* Task to complete *
Take the data below. Output it exactly from its first line through the line containing "positive clicks: (484, 203)".

* Input material *
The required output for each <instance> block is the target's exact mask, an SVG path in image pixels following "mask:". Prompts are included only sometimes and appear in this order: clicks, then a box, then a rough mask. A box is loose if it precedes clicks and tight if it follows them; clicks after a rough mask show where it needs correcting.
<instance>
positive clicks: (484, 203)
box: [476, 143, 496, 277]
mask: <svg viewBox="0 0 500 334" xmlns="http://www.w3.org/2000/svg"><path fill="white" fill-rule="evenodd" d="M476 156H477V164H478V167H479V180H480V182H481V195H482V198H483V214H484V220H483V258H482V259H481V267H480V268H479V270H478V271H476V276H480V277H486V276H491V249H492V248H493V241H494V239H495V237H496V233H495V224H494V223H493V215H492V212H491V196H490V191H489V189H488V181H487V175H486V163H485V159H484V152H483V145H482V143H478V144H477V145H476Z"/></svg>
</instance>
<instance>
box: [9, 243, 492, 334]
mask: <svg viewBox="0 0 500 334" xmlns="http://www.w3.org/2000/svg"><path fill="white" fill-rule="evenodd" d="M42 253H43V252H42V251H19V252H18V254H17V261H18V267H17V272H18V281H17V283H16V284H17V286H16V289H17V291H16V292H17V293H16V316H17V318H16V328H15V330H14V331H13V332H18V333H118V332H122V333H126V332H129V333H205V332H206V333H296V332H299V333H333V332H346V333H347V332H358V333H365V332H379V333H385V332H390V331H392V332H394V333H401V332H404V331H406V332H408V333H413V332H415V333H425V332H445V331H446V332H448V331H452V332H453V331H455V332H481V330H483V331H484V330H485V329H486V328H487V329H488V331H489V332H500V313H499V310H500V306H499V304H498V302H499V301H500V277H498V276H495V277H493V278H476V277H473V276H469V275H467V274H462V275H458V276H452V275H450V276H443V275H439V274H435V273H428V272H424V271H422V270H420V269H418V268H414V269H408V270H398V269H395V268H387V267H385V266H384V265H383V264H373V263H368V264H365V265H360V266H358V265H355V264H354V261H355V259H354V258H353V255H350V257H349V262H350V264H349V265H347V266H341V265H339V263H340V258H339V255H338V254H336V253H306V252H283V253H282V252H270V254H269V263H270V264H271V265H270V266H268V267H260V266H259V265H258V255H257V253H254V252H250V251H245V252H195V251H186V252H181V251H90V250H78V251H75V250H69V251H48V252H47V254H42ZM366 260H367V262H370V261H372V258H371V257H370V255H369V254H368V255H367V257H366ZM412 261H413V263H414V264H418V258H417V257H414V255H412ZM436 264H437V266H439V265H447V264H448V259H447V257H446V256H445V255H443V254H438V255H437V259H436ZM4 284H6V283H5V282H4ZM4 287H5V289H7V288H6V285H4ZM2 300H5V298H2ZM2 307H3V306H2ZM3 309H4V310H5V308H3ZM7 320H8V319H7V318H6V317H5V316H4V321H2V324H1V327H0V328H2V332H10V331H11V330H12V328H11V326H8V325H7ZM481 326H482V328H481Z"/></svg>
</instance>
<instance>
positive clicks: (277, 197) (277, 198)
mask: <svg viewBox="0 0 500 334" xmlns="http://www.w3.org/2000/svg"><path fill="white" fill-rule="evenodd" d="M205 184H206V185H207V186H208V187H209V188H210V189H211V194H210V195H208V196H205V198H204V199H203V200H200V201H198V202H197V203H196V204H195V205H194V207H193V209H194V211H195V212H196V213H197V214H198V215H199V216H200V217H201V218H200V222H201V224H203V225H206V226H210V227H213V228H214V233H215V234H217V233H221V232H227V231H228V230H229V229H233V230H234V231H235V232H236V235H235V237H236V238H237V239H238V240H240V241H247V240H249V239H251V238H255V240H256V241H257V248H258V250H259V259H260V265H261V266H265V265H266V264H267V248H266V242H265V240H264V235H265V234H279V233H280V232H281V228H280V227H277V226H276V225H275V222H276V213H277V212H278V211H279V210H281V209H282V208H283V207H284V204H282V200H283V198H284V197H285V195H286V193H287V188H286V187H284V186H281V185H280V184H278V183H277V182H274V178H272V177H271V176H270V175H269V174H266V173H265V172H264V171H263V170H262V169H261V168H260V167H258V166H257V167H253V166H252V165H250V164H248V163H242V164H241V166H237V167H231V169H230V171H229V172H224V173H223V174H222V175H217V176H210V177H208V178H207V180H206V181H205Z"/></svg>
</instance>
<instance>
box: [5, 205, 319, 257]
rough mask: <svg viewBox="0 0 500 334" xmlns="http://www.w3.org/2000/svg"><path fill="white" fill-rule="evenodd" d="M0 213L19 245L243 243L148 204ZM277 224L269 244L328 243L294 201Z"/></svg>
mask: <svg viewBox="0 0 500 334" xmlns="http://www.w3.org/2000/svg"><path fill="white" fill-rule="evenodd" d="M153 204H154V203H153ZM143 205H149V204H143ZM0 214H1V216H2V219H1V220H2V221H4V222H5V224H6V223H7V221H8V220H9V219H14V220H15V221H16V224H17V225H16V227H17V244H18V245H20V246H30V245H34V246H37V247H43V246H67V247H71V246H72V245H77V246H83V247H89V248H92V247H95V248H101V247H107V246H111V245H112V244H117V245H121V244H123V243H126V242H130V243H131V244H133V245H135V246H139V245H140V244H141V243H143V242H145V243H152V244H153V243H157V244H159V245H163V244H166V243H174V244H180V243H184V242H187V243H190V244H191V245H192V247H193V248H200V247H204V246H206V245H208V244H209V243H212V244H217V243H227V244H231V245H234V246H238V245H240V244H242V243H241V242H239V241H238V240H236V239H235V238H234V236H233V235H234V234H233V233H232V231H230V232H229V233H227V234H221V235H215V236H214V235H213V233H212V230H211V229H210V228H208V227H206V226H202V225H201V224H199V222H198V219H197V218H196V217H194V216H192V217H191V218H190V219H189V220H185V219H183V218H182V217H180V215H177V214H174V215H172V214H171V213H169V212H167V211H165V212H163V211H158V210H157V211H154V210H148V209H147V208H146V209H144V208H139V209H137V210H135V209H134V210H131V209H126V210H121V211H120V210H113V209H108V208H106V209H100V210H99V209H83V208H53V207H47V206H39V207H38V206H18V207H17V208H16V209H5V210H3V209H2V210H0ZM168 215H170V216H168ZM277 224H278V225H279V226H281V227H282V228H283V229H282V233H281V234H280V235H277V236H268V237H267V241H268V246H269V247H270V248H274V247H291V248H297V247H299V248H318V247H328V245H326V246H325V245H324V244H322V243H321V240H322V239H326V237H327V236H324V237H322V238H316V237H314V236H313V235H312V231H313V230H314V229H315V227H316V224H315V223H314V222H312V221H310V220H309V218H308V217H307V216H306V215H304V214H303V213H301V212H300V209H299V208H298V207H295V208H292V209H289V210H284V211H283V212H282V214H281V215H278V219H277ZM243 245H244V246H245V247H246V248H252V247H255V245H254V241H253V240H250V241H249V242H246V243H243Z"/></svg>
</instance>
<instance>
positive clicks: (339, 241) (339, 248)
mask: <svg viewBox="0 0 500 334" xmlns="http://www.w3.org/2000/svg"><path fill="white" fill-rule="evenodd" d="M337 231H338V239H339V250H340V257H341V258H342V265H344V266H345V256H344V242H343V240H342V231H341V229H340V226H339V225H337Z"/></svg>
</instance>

* Answer box *
The required output for each <instance> block is the target's exact mask, an SVG path in image pixels following "mask:". Prompts are included only sometimes and appear in this order: clicks, then a box, then a rough mask. A box is loose if it precedes clicks and tight if it follows them; clicks after a rough mask show where it needs correcting.
<instance>
positive clicks: (484, 203)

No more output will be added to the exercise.